-------- Extract

What will you be doing?
Synthesia are expanding their ML Platform team to supercharge large model training on PB scale datasets and are looking for an outstanding Senior DataOps Engineer to join their team to manager their audio and video data platform.
The ideal candidate will be responsible for ensuring the efficient architecture, operation and maintenance of this platform, including data ingestion, processing, storage, and retrieval.
They will work closely with cross-functional teams to implement best practices in data management, monitor system performance, troubleshoot issues, and optimize workflows to support data analysis and application development.

What will you be doing?

  • Data Ops for data management, versioning, usage tracking, logging.

  • Setup of a data-lake and data transform pipelines for large scale audio-visual datasets.

  • Integration of 3d party annotation services for continuous data annotation and active learning.

  • Setup of metadata stores and APIs to access data-sets on demand for ML training.

  • Support for data streaming to train large models.

  • Data pipelines - deploy custom ML data transformations, working with our ML team.

  • Data access - create transient data-sets on demand to support ML model training.

----------------
-------- Given material

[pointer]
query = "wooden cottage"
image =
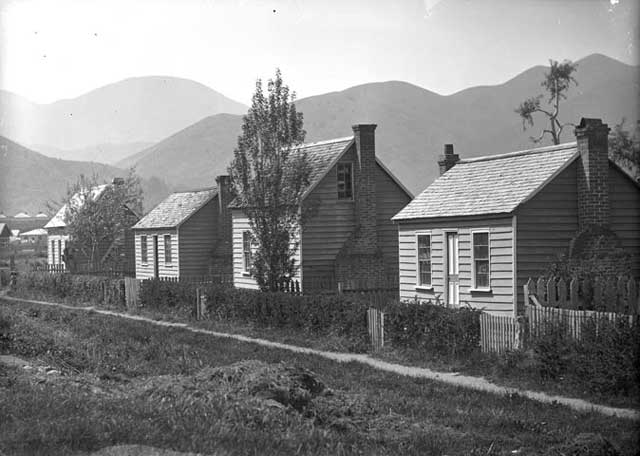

----------------

- Stated goal A
Judge whether each statement agrees with the job posting, answering yes or no and quoting the deciding words: (i) The role includes setting up a data-lake for large scale audio-visual datasets. (ii) Custom ML data transformations are to be deployed without involvement from the ML team. (iii) The position is advertised at a junior level.
- Stated goal B
According to the job posting, on what scale of datasets is the ML Platform team expanding to supercharge large model training?
- Stated goal C
Reproduce the part of the job posting that opens with the words containing "The ideal candidate" and closes with "and application development.".

- Exercise solution A
(i) Yes: "Setup of a data-lake and data transform pipelines for large scale audio-visual datasets."
(ii) No: "deploy custom ML data transformations, working with our ML team."
(iii) No: "looking for an outstanding Senior DataOps Engineer"

- Exercise solution B
PB scale datasets.

- Exercise solution C
The ideal candidate will be responsible for ensuring the efficient architecture, operation and maintenance of this platform, including data ingestion, processing, storage, and retrieval.
They will work closely with cross-functional teams to implement best practices in data management, monitor system performance, troubleshoot issues, and optimize workflows to support data analysis and application development.